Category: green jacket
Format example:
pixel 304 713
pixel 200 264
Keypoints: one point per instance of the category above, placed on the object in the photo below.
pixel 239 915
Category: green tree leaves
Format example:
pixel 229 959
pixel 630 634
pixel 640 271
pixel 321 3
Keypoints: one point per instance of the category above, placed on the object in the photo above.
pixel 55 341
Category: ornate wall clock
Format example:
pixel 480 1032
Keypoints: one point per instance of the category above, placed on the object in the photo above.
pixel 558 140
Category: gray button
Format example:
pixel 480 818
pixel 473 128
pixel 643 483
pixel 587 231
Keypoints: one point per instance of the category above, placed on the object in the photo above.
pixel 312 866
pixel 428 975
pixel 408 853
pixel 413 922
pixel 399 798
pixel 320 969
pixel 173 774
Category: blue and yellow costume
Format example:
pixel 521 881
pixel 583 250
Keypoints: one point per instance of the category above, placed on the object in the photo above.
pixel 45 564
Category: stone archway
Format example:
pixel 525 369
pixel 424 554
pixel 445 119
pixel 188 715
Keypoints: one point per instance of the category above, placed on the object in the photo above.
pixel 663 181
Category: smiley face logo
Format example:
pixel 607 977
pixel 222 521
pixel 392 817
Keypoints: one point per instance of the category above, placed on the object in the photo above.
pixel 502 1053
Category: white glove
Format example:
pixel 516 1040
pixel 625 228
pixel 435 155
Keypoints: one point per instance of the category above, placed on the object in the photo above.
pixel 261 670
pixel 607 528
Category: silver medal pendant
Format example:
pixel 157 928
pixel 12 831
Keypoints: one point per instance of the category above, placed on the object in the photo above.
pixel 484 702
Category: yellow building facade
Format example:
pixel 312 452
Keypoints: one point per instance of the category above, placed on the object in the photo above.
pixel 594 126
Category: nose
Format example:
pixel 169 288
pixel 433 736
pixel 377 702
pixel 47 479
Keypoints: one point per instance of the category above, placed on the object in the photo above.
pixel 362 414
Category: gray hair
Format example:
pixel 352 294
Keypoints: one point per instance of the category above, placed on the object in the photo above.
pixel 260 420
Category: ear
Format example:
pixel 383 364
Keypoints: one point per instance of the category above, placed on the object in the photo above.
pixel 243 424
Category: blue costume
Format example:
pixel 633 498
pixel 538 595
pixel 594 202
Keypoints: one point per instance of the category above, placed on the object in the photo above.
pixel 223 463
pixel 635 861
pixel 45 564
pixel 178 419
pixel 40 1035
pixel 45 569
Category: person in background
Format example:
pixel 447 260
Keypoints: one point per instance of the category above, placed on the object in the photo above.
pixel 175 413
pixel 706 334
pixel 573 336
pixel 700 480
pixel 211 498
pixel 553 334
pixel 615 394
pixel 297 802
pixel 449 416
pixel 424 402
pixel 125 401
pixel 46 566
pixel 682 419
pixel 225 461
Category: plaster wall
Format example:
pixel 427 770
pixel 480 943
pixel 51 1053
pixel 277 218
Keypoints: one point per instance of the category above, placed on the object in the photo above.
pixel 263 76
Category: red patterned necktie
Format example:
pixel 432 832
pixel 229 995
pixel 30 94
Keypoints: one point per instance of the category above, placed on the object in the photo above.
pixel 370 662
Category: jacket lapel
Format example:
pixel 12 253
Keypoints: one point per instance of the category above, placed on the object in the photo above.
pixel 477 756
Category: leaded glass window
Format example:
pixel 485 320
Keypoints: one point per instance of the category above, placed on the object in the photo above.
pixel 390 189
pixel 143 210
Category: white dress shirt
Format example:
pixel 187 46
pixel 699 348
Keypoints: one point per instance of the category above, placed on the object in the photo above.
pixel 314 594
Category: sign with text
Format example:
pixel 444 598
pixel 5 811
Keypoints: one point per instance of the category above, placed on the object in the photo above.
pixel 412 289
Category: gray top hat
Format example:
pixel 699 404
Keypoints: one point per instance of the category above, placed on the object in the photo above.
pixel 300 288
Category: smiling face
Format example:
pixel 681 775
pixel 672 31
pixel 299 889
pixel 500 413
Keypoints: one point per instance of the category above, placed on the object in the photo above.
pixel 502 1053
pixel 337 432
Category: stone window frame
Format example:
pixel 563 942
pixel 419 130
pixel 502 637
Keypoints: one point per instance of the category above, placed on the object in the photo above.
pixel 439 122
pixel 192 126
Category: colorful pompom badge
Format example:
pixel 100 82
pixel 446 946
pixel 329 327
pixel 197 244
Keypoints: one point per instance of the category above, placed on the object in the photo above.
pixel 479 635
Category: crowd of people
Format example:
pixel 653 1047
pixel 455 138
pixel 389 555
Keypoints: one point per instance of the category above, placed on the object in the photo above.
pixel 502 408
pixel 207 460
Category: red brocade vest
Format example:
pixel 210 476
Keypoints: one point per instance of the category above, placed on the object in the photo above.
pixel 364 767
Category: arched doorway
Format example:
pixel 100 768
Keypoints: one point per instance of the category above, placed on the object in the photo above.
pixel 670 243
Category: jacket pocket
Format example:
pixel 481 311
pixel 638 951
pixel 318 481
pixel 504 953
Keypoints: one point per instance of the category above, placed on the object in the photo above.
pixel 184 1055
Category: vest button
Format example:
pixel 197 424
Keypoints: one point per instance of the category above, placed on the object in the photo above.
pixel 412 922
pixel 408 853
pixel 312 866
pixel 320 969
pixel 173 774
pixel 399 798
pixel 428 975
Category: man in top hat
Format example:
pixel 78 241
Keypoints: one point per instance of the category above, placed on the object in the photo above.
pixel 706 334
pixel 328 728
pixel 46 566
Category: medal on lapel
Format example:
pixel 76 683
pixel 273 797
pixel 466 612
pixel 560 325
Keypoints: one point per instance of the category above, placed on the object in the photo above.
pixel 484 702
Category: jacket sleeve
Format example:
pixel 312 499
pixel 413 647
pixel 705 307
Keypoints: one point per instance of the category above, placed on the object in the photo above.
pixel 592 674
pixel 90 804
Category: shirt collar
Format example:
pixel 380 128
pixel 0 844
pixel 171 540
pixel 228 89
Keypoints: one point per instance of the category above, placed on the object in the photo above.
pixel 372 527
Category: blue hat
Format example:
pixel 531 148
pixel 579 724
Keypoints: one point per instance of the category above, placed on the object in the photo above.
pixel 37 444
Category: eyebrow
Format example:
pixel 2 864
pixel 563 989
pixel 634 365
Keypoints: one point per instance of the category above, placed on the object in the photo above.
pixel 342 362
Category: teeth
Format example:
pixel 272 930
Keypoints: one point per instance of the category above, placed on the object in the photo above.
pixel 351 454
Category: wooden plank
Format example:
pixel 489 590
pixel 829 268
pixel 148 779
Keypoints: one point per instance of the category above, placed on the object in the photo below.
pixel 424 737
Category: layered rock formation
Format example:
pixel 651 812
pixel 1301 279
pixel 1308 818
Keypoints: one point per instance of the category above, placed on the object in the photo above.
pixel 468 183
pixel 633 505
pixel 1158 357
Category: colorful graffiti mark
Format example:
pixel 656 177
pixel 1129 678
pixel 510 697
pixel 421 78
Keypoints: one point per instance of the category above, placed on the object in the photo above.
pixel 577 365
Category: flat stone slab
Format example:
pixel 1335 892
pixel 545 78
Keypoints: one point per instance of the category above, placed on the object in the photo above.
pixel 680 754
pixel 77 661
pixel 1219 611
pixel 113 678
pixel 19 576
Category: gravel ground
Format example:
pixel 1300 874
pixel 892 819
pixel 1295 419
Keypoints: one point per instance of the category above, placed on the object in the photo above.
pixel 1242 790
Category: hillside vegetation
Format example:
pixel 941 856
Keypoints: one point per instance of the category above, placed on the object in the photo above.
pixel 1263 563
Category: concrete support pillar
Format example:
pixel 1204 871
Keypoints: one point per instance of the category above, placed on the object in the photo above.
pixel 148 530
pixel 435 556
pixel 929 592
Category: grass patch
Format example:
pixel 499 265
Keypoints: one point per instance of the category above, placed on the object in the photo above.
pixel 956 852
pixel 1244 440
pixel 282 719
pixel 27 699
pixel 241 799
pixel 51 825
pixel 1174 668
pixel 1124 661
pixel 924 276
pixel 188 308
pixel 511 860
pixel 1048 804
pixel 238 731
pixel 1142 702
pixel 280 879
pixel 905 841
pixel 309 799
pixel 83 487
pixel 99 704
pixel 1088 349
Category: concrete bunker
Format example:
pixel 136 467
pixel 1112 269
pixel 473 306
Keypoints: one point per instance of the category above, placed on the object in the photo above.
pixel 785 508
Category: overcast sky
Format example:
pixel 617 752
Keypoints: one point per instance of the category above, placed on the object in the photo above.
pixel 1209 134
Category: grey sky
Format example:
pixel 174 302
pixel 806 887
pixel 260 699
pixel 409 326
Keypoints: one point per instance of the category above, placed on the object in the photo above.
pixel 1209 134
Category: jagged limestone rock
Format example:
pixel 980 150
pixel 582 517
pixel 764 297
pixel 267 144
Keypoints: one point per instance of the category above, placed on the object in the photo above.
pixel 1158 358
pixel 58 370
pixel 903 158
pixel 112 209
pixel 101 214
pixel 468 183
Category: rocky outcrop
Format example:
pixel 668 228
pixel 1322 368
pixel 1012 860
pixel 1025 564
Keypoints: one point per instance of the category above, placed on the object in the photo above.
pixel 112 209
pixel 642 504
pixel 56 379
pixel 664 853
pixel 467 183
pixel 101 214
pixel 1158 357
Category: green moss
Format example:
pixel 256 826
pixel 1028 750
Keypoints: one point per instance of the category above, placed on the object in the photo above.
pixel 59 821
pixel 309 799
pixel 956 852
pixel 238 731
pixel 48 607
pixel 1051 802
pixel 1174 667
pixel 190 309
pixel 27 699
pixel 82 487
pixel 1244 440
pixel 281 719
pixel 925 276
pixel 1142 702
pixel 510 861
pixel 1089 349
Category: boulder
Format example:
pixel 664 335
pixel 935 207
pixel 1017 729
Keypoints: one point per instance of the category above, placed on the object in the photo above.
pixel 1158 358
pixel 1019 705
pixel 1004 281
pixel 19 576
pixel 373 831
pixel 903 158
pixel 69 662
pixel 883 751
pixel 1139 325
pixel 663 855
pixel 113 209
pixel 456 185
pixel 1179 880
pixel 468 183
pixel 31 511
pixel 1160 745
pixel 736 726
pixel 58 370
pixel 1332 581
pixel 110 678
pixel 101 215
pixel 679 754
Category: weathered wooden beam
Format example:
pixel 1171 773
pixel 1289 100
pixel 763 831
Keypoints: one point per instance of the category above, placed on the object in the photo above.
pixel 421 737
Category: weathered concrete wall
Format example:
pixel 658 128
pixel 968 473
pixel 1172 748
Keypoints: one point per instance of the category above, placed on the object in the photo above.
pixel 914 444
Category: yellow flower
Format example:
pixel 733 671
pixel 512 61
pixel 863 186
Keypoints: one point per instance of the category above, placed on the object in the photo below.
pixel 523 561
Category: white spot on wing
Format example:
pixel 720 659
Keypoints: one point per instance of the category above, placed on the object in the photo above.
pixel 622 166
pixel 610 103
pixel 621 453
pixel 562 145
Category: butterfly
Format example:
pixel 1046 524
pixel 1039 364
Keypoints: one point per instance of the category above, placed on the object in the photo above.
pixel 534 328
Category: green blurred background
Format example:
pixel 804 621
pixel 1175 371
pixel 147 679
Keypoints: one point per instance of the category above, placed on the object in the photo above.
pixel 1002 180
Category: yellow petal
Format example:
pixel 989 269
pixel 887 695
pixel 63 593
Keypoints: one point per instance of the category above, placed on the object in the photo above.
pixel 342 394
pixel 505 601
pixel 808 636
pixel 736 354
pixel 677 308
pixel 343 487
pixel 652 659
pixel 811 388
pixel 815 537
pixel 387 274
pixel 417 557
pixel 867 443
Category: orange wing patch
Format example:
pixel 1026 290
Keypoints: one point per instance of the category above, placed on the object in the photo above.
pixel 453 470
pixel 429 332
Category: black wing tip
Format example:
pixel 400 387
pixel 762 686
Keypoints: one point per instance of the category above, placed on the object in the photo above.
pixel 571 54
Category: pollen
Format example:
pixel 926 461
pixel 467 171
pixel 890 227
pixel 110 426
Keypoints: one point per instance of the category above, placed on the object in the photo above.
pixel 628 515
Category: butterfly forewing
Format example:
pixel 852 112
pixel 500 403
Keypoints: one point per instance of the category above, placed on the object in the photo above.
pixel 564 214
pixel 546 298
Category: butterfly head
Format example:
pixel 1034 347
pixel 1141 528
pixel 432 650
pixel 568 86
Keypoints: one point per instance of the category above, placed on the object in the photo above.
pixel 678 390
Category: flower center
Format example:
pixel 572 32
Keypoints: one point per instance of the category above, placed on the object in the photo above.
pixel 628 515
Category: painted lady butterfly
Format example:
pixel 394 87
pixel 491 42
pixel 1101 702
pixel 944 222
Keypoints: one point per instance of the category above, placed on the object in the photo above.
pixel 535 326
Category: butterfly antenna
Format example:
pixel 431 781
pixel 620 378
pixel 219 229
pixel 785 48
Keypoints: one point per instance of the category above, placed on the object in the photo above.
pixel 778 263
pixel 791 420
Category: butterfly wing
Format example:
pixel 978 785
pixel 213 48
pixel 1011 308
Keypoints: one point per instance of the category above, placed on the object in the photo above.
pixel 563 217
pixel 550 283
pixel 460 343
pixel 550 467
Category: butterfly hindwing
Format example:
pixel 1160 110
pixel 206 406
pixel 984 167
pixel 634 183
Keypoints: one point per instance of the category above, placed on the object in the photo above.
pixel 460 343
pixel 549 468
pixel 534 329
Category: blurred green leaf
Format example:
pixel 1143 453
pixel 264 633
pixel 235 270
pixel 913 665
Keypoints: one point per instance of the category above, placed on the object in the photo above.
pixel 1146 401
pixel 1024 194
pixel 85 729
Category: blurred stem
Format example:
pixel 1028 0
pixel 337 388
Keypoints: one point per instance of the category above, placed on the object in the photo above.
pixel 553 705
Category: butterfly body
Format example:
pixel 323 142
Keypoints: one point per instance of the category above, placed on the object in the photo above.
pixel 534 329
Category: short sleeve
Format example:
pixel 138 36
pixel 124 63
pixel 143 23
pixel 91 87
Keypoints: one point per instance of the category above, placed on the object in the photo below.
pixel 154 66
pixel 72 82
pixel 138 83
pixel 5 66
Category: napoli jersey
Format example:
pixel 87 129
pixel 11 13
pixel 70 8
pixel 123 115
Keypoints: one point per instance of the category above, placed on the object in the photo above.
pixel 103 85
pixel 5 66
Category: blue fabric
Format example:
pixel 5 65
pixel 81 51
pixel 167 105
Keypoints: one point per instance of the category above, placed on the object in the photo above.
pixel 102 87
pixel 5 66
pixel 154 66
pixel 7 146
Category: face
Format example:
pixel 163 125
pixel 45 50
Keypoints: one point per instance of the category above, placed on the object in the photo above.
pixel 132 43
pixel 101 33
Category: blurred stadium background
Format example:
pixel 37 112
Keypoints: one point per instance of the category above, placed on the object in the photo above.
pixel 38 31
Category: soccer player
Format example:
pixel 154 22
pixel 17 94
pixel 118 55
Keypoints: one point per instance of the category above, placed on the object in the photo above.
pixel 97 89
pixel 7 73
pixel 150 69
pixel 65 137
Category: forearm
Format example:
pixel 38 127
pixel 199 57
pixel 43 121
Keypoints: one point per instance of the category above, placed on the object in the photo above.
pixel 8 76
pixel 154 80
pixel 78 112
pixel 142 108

###

* TO DO *
Could you please retype the lines from the start of the data through the line with "pixel 583 250", both included, and nothing else?

* EXERCISE RESPONSE *
Category: green jacket
Format example:
pixel 304 713
pixel 200 264
Keypoints: one point per instance of the category above, placed on the object in the photo below.
pixel 239 915
Category: green tree leaves
Format example:
pixel 229 959
pixel 630 634
pixel 640 271
pixel 321 3
Keypoints: one point per instance of the category above, placed on the object in the photo above.
pixel 55 341
Category: ornate wall clock
Format example:
pixel 480 1032
Keypoints: one point per instance of the category above, placed on the object in the photo above.
pixel 558 140
Category: gray button
Format example:
pixel 480 818
pixel 473 128
pixel 643 483
pixel 587 231
Keypoints: one point per instance of the category above, placed on the object in the photo above.
pixel 312 866
pixel 428 975
pixel 408 853
pixel 413 922
pixel 399 798
pixel 320 969
pixel 173 774
Category: blue and yellow costume
Format example:
pixel 521 881
pixel 583 250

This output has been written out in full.